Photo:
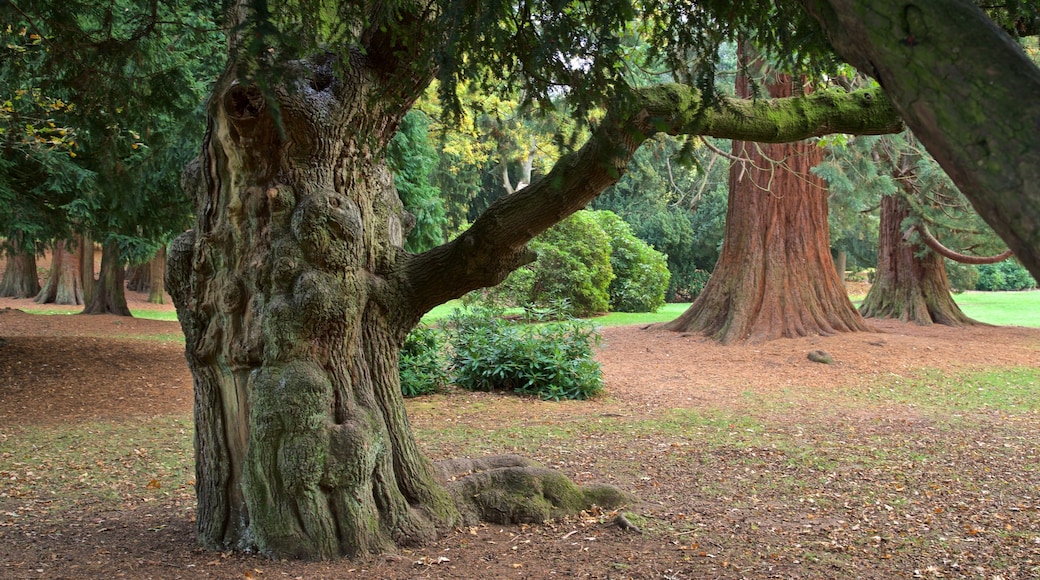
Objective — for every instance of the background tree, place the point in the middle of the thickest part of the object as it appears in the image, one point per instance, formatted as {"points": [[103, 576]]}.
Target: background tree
{"points": [[126, 79], [775, 277]]}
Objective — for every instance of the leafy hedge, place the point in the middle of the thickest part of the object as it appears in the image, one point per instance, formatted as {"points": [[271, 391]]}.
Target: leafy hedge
{"points": [[488, 352], [1008, 274]]}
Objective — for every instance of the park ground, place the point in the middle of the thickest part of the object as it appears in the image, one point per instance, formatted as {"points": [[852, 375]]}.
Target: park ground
{"points": [[913, 455]]}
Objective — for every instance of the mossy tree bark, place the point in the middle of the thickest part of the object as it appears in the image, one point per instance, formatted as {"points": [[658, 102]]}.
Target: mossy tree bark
{"points": [[63, 284], [294, 295], [20, 277], [775, 277], [109, 292], [968, 93]]}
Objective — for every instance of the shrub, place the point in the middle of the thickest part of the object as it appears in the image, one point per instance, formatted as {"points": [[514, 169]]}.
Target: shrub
{"points": [[552, 361], [1008, 274], [641, 272], [423, 363]]}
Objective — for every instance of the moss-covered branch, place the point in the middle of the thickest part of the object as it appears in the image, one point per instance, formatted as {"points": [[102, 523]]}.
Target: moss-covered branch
{"points": [[965, 88], [494, 246]]}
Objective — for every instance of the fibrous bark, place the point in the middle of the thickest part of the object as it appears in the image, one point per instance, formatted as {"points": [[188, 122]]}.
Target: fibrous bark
{"points": [[20, 277], [775, 277], [109, 292], [966, 90], [63, 284], [909, 286]]}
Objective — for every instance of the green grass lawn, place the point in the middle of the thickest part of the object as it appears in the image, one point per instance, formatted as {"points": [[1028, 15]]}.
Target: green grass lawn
{"points": [[1019, 309]]}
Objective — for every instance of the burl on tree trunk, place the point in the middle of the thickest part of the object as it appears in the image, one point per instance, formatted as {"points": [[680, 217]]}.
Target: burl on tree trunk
{"points": [[295, 295]]}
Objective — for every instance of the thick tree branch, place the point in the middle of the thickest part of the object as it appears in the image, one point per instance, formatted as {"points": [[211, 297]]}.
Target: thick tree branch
{"points": [[937, 246], [495, 244], [968, 93]]}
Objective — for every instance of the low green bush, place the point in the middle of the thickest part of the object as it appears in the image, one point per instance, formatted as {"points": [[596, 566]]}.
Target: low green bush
{"points": [[423, 363], [1008, 274], [551, 361]]}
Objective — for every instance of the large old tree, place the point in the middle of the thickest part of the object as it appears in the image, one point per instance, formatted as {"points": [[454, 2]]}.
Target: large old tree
{"points": [[294, 291], [965, 87], [775, 277]]}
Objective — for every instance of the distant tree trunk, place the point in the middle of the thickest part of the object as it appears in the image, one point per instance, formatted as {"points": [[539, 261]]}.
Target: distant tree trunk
{"points": [[86, 280], [157, 287], [63, 285], [109, 295], [775, 277], [908, 287], [20, 278], [839, 264]]}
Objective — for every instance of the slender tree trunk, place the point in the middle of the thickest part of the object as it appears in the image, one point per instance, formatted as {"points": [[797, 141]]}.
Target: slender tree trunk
{"points": [[839, 264], [907, 286], [775, 277], [109, 295], [86, 280], [20, 277], [157, 268], [63, 285]]}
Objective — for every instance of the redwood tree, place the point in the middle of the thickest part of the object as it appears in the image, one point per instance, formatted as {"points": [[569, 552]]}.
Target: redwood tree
{"points": [[910, 284], [775, 277], [20, 277], [63, 284]]}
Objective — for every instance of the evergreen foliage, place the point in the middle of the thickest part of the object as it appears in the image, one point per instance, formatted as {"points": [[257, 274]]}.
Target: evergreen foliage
{"points": [[413, 160], [552, 361], [1008, 274], [423, 363], [640, 272]]}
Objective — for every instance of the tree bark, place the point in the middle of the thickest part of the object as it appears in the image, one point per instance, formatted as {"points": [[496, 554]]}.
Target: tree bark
{"points": [[775, 277], [109, 294], [295, 295], [156, 278], [968, 93], [85, 258], [63, 285], [907, 286], [20, 277]]}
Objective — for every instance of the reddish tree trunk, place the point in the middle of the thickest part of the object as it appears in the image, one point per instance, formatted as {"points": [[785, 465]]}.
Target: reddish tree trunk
{"points": [[86, 280], [63, 285], [908, 287], [109, 294], [775, 277], [20, 277]]}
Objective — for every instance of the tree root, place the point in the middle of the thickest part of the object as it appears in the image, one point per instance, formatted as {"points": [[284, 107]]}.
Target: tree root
{"points": [[513, 490]]}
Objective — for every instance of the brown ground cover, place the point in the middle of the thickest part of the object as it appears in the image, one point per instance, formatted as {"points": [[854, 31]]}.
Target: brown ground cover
{"points": [[750, 460]]}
● ● ● ●
**Tu tarea:** Convierte en una tabla Markdown todo lo que va desde la línea que contiene "Objective — for every instance of the brown" hasta el final del listado, ambas incluidas. Usa las columnas Nº y Línea, numera cada fila y omite las líneas en blanco.

**Tu respuesta:**
| Nº | Línea |
|---|---|
| 1 | Objective — for every instance of the brown ground cover, place the point in the middle of the thickest part of the object as it appears in the image, one point per instance, formatted as {"points": [[854, 31]]}. |
| 2 | Target: brown ground cover |
| 3 | {"points": [[750, 460]]} |